START Data section

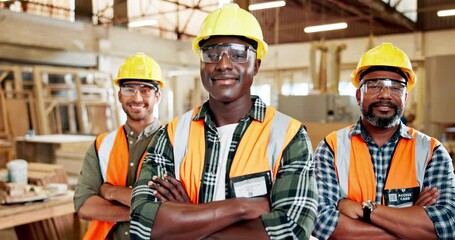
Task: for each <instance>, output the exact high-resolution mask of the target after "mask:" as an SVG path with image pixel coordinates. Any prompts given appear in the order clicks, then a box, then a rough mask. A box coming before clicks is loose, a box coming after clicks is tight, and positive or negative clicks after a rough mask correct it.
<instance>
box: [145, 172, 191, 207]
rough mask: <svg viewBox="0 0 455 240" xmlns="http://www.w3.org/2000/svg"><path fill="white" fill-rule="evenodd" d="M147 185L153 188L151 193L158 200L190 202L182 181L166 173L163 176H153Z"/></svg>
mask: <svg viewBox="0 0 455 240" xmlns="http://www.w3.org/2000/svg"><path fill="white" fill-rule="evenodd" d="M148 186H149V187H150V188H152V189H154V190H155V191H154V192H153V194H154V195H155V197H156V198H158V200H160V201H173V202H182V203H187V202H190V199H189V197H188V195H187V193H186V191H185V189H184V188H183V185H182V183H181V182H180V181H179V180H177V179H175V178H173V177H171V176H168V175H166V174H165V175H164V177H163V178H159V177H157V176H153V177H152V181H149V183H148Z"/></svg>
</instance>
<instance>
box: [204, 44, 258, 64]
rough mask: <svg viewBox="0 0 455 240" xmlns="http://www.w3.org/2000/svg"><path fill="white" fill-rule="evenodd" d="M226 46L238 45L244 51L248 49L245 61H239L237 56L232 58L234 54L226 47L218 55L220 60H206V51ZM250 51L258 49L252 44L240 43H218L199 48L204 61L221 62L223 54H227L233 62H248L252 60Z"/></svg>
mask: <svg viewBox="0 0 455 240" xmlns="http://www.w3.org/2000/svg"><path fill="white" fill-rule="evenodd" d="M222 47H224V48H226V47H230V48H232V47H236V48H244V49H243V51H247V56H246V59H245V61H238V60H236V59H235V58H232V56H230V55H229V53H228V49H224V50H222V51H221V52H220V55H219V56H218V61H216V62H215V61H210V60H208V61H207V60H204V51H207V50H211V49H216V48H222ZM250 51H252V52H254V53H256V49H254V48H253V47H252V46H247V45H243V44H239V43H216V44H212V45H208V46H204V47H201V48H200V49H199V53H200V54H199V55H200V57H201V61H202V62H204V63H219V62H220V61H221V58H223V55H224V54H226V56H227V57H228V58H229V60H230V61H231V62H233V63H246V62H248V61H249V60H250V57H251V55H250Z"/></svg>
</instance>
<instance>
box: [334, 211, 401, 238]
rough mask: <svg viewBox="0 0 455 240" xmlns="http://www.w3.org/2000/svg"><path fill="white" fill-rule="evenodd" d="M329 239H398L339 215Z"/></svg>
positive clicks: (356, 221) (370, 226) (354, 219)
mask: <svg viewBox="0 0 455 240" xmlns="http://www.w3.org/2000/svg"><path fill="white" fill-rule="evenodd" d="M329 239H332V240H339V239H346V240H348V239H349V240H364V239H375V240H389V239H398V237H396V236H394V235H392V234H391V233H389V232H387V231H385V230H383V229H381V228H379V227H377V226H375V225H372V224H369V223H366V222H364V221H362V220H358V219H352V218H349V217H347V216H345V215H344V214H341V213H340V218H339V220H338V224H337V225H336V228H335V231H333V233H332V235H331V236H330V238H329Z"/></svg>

END Data section

_Exercise requirements_
The listing above must be retyped word for word, without the pictures.

_Expected output_
Task: for each <instance>, output the exact high-resolution mask of the target after "mask:" as an SVG path with image pixel coordinates. Any prompts given appear in the order clicks, then a box, then a rough mask. A box coming before clicks is loose, a box coming after clicks is tight, and positive or negative clicks after a rough mask correct it.
<instance>
box: [145, 172, 191, 207]
rough mask: <svg viewBox="0 0 455 240" xmlns="http://www.w3.org/2000/svg"><path fill="white" fill-rule="evenodd" d="M147 185L153 188L151 193L158 200L190 202L182 181L166 173L163 176H153Z"/></svg>
mask: <svg viewBox="0 0 455 240" xmlns="http://www.w3.org/2000/svg"><path fill="white" fill-rule="evenodd" d="M148 186H149V187H150V188H152V189H154V190H155V191H154V192H153V194H154V195H155V197H156V198H158V200H160V201H173V202H182V203H187V202H190V199H189V197H188V195H187V193H186V191H185V189H184V188H183V185H182V183H181V182H180V181H179V180H177V179H175V178H173V177H171V176H168V175H166V174H165V175H164V177H163V178H159V177H157V176H153V177H152V181H149V183H148Z"/></svg>
</instance>
<instance>
box: [204, 44, 258, 64]
rough mask: <svg viewBox="0 0 455 240" xmlns="http://www.w3.org/2000/svg"><path fill="white" fill-rule="evenodd" d="M226 46L238 45L244 51L248 49L245 61H239L237 56L232 58L234 54L226 47L218 55L220 60H206V51ZM250 51L258 49L252 44L240 43H218L199 48L204 61L221 62L223 54H227L233 62H248L252 60Z"/></svg>
mask: <svg viewBox="0 0 455 240" xmlns="http://www.w3.org/2000/svg"><path fill="white" fill-rule="evenodd" d="M222 47H224V48H226V47H230V48H232V47H236V48H244V49H243V51H247V56H246V59H245V61H238V60H236V59H235V58H232V56H230V55H229V53H228V49H224V50H222V51H221V52H220V55H219V56H218V61H216V62H215V61H210V60H208V61H207V60H204V51H207V50H211V49H216V48H222ZM250 51H252V52H254V53H256V49H254V48H253V47H252V46H247V45H243V44H239V43H216V44H212V45H208V46H204V47H201V48H200V49H199V53H200V54H199V55H200V57H201V61H202V62H204V63H219V62H220V61H221V58H223V55H224V54H226V56H227V57H228V58H229V60H230V61H231V62H233V63H246V62H248V61H249V60H250V57H251V55H250Z"/></svg>
</instance>
<instance>
box: [334, 211, 401, 238]
rough mask: <svg viewBox="0 0 455 240" xmlns="http://www.w3.org/2000/svg"><path fill="white" fill-rule="evenodd" d="M329 239H398L339 215Z"/></svg>
positive clicks: (356, 221) (370, 226) (354, 219)
mask: <svg viewBox="0 0 455 240" xmlns="http://www.w3.org/2000/svg"><path fill="white" fill-rule="evenodd" d="M329 239H332V240H339V239H346V240H348V239H349V240H364V239H375V240H389V239H398V237H396V236H394V235H392V234H391V233H389V232H387V231H385V230H383V229H381V228H379V227H377V226H375V225H372V224H369V223H366V222H364V221H362V220H358V219H352V218H349V217H347V216H345V215H344V214H341V213H340V218H339V220H338V224H337V225H336V228H335V231H333V233H332V235H331V236H330V238H329Z"/></svg>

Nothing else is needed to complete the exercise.